**TEXTE FOURNI**
►

05 décembre 2018

Dame de 80 ans tuée par la police : «une serviette en sang sur la mâchoire, elle criait : "Ils m’ont visée !"»


Blessée au visage dans son appartement par une grenade lacrymogène, tirée depuis la rue samedi, une femme de 80 ans est morte le lendemain à l’hôpital.

Adla est sous le choc. Lundi après-midi, au 12 de la rue des Feuillants, dans le Ier arrondissement de Marseille, la nouvelle a fait le tour de tous les voisins : Zaineb Redouane, la dame du quatrième, blessée samedi par un éclat de grenade lacrymogène, est morte dimanche à l’hôpital des suites d’un «choc opératoire». Zaineb Redouane était encore consciente quand les pompiers sont venus la secourir. Vers 18 heures, quand Adla a grimpé l’escalier, alertée par les cris des voisins, sa voisine, âgée de 80 ans, était assise sur les marches, parlant au téléphone à son fils. «Le sang coulait beaucoup, elle était blessée au visage», raconte Adla. Vraisemblablement par des éléments d’une grenade lacrymo.

Car dans la Canebière voisine, c’est le chaos. Des heurts opposent les forces de l’ordre à des manifestants remontant l’artère. Outre les gilets jaunes, qui répondaient à l’appel national, d’autres Marseillais avaient également défilé ce jour-là, à l’appel de la CGT ainsi qu’à celui du Collectif 5 novembre, créé après l’effondrement de deux immeubles il y a un mois. Après une convergence des cortèges devant la mairie, la police a répliqué par des tirs de lacrymo, puis coursé un peu partout dans la ville certains groupes violents.
Eclats

Il est environ 18 heures quand les affrontements éclatent près de la rue des Feuillants. D’après les voisins de la victime, celle-ci leur aurait raconté qu’elle avait voulu fermer ses volets pour se protéger lorsqu’elle a reçu au visage des éclats. «On a retrouvé chez elle des plots de grenades», a confirmé lundi le procureur de la République de Marseille, Xavier Tarabeux, précisant qu’«à ce stade, on ne peut pas établir de lien de cause à effet entre la blessure et le décès». Une enquête a été ouverte et les policiers ont déjà entendu lundi Nadja, résidente qui s’est déplacée la première dans l’appartement de la victime. «Quand je suis arrivée, témoigne-t-elle à Libération, elle sortait de la salle de bain une serviette en sang sur la mâchoire. Elle criait : "Ils m’ont visée, ils m’ont visée !" L’appartement était rempli d’une fumée noire. Elle m’a raconté que deux policiers en tenue se trouvaient sur le trottoir d’en face de la Canebière et lui ont tiré dessus.»

◄

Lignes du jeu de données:
►

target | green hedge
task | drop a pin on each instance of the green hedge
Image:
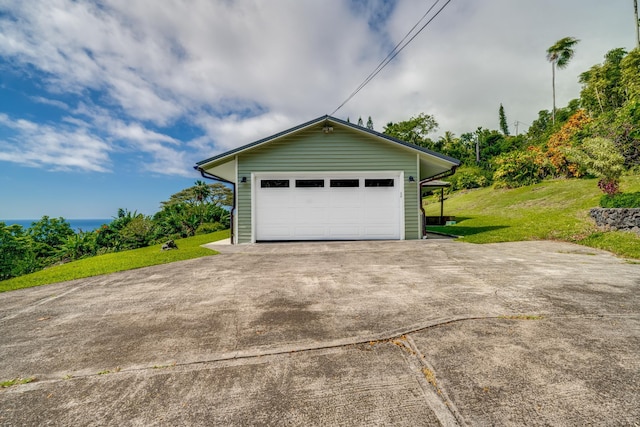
(620, 200)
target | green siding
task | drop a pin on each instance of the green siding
(343, 150)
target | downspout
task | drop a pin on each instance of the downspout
(424, 181)
(208, 175)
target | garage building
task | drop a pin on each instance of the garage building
(327, 179)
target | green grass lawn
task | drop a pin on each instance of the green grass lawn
(118, 261)
(553, 210)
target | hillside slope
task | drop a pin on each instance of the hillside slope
(555, 210)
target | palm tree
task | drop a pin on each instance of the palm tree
(559, 55)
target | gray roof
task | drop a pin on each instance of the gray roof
(330, 119)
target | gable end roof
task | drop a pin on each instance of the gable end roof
(326, 118)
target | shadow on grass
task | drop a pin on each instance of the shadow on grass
(461, 230)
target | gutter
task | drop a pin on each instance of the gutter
(208, 175)
(424, 181)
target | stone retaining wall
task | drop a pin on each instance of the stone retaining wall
(617, 218)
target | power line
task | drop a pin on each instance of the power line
(394, 52)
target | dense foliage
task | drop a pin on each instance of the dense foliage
(597, 135)
(203, 208)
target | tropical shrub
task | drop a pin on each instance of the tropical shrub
(16, 252)
(518, 168)
(600, 158)
(210, 227)
(562, 141)
(469, 177)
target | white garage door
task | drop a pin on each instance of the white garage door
(328, 207)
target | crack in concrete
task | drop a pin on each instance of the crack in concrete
(389, 336)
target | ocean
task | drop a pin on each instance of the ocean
(76, 224)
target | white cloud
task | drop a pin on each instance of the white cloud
(39, 145)
(240, 71)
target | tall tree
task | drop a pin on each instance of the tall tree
(415, 130)
(370, 123)
(504, 127)
(559, 55)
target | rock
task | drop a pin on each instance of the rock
(616, 218)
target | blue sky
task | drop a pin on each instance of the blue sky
(107, 105)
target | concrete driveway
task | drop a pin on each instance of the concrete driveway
(356, 333)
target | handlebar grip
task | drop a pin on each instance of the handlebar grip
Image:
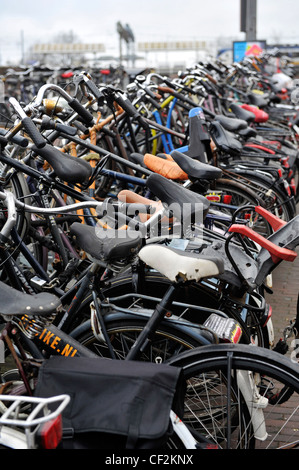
(129, 108)
(33, 132)
(95, 91)
(66, 129)
(16, 139)
(83, 112)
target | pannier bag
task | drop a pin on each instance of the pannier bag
(114, 404)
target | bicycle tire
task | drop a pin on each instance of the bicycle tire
(165, 342)
(277, 379)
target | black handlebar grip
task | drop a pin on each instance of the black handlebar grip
(16, 139)
(66, 129)
(95, 91)
(129, 108)
(83, 112)
(33, 132)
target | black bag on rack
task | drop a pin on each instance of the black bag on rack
(114, 404)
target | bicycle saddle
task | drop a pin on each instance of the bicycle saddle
(231, 124)
(67, 168)
(106, 245)
(165, 167)
(194, 168)
(242, 113)
(14, 302)
(259, 114)
(257, 100)
(175, 264)
(223, 140)
(184, 204)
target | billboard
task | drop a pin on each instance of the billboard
(242, 49)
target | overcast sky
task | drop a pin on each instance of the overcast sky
(151, 20)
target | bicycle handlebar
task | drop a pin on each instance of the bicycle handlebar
(73, 102)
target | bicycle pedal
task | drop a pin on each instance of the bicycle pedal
(281, 346)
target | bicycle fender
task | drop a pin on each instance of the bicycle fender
(255, 403)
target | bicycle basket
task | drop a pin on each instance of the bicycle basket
(114, 404)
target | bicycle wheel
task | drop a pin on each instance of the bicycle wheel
(122, 288)
(240, 396)
(167, 341)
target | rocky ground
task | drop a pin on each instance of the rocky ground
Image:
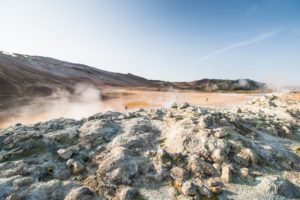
(183, 152)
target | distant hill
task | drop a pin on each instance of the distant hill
(23, 77)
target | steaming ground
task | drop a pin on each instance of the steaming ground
(88, 100)
(249, 150)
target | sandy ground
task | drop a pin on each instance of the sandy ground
(152, 99)
(118, 100)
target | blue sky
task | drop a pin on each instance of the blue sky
(177, 40)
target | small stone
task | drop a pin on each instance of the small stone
(178, 173)
(128, 194)
(70, 162)
(204, 191)
(218, 156)
(64, 153)
(244, 171)
(226, 174)
(182, 197)
(174, 105)
(217, 166)
(286, 130)
(77, 167)
(217, 189)
(221, 134)
(161, 153)
(82, 193)
(13, 197)
(197, 197)
(189, 188)
(184, 105)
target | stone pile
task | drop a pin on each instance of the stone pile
(182, 152)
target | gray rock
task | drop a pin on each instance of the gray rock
(81, 193)
(13, 197)
(77, 167)
(226, 174)
(128, 194)
(189, 188)
(203, 190)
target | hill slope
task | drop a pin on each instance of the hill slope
(24, 77)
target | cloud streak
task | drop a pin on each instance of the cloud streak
(257, 39)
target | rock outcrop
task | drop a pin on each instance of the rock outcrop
(152, 154)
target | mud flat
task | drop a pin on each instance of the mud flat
(115, 100)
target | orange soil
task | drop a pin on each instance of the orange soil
(119, 99)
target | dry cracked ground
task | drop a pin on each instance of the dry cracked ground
(182, 152)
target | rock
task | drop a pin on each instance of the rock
(70, 162)
(218, 156)
(128, 194)
(244, 172)
(184, 105)
(189, 188)
(13, 197)
(203, 190)
(183, 197)
(64, 153)
(247, 157)
(217, 166)
(179, 174)
(277, 186)
(216, 189)
(82, 193)
(221, 134)
(174, 105)
(77, 167)
(199, 167)
(226, 174)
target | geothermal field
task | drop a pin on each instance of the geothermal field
(77, 136)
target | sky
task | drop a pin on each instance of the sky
(175, 40)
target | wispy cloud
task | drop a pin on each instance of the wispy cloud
(257, 39)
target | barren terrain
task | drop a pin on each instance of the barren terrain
(117, 100)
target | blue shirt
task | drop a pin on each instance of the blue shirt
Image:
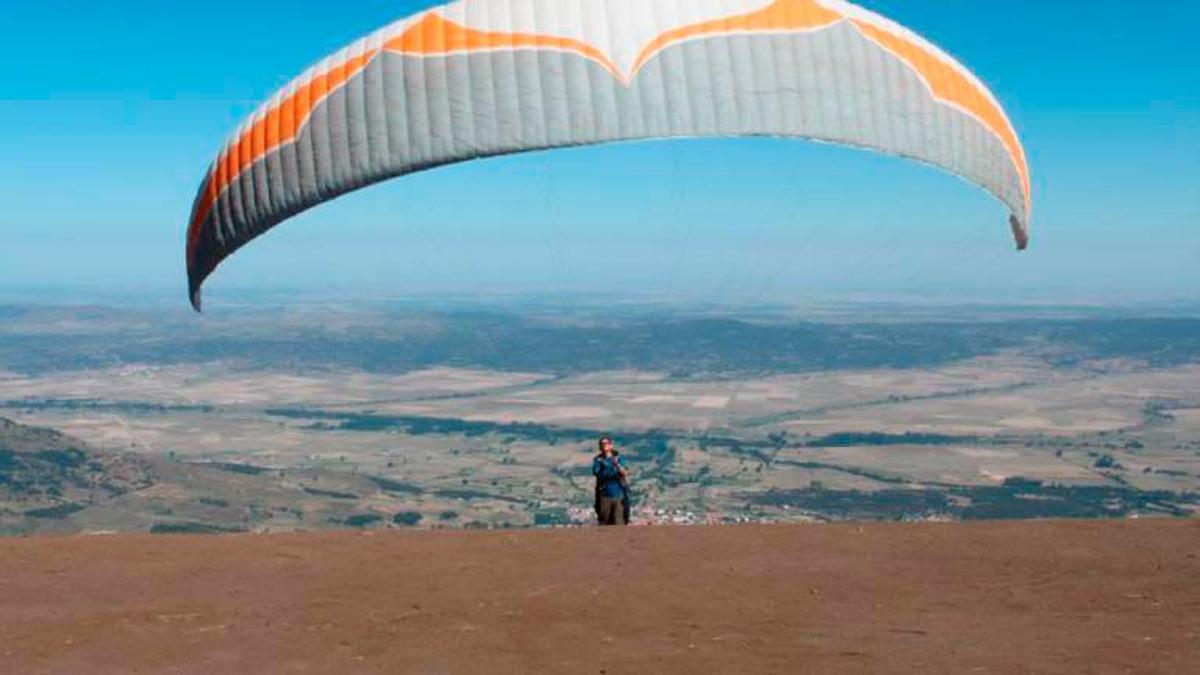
(607, 473)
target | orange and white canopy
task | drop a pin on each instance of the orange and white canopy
(479, 78)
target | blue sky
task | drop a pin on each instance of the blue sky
(112, 112)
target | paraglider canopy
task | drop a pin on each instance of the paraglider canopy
(479, 78)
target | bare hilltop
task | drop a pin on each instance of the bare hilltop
(1115, 596)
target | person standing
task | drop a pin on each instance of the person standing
(610, 484)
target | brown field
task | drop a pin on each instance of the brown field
(1020, 597)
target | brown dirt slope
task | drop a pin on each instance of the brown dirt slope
(1020, 597)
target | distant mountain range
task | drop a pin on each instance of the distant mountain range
(45, 340)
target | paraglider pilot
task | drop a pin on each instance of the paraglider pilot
(611, 493)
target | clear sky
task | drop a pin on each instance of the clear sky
(111, 112)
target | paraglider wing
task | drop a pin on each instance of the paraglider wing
(489, 77)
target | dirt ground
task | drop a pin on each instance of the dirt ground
(1013, 597)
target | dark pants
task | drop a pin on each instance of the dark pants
(612, 511)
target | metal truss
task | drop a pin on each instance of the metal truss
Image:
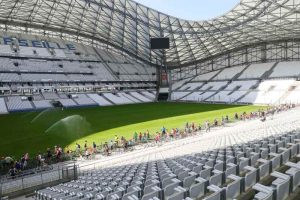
(128, 26)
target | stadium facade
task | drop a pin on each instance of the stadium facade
(114, 35)
(263, 30)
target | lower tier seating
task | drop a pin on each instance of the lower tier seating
(266, 169)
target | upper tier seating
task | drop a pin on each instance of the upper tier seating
(83, 100)
(286, 69)
(227, 96)
(248, 87)
(17, 103)
(99, 100)
(256, 70)
(50, 95)
(117, 98)
(198, 96)
(213, 85)
(42, 104)
(5, 50)
(206, 76)
(68, 103)
(178, 95)
(241, 85)
(229, 73)
(191, 86)
(268, 92)
(149, 95)
(140, 97)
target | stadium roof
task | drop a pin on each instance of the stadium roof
(127, 25)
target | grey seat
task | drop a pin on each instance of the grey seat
(294, 172)
(198, 190)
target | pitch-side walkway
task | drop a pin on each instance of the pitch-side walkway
(234, 133)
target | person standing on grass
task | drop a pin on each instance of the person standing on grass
(94, 147)
(135, 136)
(49, 155)
(148, 135)
(85, 145)
(78, 148)
(207, 126)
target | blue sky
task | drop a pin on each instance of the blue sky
(191, 9)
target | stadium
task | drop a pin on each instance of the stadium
(114, 100)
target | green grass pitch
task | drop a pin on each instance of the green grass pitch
(35, 131)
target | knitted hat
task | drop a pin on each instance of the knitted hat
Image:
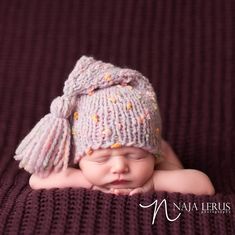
(103, 106)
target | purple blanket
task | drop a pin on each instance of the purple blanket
(185, 48)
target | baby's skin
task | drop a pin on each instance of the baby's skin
(128, 171)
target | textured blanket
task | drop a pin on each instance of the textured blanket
(185, 48)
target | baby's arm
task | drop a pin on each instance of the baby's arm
(183, 181)
(70, 177)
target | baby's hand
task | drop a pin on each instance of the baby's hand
(147, 187)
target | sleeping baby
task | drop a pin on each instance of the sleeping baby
(104, 134)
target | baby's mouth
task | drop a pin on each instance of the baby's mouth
(119, 182)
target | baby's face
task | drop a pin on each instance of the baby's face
(126, 167)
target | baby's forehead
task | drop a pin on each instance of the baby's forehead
(119, 151)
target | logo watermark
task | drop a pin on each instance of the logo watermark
(179, 208)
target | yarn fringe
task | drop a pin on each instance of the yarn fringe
(47, 147)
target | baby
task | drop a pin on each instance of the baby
(114, 136)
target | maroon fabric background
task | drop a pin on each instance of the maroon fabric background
(186, 49)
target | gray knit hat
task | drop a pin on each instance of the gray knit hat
(103, 106)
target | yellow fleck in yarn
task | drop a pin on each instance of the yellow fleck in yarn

◄

**EXERCICES**
#1 D'après l'article sur la mort de Zaineb Redouane, quel collectif a été créé après l'effondrement de deux immeubles ?
#2 Recopiez le passage de l'article sur la mort de Zaineb Redouane qui s'ouvre sur les mots contenant «05 décembre 2018» et se termine par «lendemain à l’hôpital.».

**CORRIGÉ PAR TÂCHE**
#1 Le Collectif 5 novembre.

#2
05 décembre 2018

Dame de 80 ans tuée par la police : «une serviette en sang sur la mâchoire, elle criait : "Ils m’ont visée !"»


Blessée au visage dans son appartement par une grenade lacrymogène, tirée depuis la rue samedi, une femme de 80 ans est morte le lendemain à l’hôpital.